## Pointing entries for labeled objects
•••••

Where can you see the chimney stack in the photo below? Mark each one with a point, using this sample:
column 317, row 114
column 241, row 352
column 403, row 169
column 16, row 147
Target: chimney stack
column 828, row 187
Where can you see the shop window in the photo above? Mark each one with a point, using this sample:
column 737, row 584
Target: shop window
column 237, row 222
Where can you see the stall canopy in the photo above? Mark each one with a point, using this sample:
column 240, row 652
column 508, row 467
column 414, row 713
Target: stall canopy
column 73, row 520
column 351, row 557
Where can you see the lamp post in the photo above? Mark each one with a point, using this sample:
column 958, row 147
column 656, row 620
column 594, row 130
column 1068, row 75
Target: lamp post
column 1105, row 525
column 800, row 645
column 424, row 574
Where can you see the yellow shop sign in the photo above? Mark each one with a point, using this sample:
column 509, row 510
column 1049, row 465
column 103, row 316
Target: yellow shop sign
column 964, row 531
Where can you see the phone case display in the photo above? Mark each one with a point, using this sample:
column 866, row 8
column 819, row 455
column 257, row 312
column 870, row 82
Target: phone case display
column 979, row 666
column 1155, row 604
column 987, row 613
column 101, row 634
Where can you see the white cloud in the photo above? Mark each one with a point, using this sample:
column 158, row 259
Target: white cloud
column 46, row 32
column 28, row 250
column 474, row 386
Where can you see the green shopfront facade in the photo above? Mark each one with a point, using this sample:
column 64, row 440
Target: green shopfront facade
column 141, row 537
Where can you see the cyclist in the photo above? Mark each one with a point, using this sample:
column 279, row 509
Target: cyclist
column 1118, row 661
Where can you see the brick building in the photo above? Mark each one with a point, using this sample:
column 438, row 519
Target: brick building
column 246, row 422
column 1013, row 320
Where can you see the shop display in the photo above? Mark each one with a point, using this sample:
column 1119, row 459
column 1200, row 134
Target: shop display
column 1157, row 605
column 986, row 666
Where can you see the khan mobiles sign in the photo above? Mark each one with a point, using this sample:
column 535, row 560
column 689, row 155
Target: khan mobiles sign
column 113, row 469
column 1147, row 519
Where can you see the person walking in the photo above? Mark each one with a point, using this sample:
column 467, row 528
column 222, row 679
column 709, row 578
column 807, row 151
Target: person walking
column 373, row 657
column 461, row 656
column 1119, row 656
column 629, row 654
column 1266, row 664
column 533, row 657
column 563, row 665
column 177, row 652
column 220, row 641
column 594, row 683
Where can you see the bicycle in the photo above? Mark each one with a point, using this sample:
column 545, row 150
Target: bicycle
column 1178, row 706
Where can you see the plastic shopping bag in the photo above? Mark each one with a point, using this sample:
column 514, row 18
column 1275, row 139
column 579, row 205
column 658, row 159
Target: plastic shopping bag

•••••

## Stated problem
Reproduce the stretch of data from its very beginning through the line containing "column 964, row 531", keeping every line unchanged.

## Response
Where can you see the chimney stack in the photo below? Mark each one with a point, using this sample:
column 317, row 114
column 241, row 352
column 403, row 169
column 16, row 147
Target: chimney stack
column 828, row 187
Where can you see the shop window in the photo above? Mark each one with a point, using this sample:
column 737, row 584
Target: shop window
column 237, row 222
Where can you see the stall canopy in the photo above? Mark each one with a point, using this sample:
column 240, row 652
column 508, row 467
column 414, row 713
Target: stall canopy
column 73, row 520
column 351, row 557
Where can you see the lamp post in the photo above? Mark each one with a point, using this sample:
column 958, row 147
column 656, row 620
column 594, row 130
column 1068, row 75
Target: lamp post
column 1105, row 525
column 800, row 645
column 424, row 574
Where can you see the yellow shop sign in the photo above? Mark each one with a point, using this sample:
column 509, row 510
column 1049, row 465
column 103, row 316
Target: yellow shop sign
column 964, row 531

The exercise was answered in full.